┌─ RECORDS SUPPLIED

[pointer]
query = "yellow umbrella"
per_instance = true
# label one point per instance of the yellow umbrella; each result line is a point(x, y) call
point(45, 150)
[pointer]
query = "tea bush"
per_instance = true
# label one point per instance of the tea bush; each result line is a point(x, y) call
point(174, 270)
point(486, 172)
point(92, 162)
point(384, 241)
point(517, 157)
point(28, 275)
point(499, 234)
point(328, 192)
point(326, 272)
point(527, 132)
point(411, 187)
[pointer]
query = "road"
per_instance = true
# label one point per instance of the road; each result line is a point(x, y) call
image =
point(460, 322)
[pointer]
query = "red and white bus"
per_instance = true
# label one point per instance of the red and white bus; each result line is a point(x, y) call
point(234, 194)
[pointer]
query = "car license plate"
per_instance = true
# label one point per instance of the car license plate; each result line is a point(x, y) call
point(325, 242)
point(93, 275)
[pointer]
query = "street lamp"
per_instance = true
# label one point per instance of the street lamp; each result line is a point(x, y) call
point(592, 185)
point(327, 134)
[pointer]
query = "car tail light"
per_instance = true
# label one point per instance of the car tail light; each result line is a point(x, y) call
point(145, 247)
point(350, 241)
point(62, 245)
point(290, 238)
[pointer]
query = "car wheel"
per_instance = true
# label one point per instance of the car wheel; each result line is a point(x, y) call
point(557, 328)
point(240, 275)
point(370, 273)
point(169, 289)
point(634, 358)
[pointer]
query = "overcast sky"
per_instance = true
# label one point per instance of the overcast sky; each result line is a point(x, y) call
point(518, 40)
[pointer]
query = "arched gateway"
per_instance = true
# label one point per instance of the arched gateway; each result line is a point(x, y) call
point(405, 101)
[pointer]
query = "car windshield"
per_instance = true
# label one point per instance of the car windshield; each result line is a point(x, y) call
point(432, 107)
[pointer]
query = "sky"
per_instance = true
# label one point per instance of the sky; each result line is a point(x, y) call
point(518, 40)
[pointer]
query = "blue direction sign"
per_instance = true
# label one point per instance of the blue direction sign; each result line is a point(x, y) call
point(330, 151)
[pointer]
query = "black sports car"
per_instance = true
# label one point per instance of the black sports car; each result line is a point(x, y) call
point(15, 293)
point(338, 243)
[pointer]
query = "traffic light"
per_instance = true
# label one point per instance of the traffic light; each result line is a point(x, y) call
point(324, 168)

└─

#### PROBLEM DETAILS:
Can you locate every line in the items above that contains the word "street", with case counting, and copy each of those lines out?

#### CORRECT RESULT:
query = "street lamp"
# label one point per instance of the street lamp; each result line is a point(x, y) call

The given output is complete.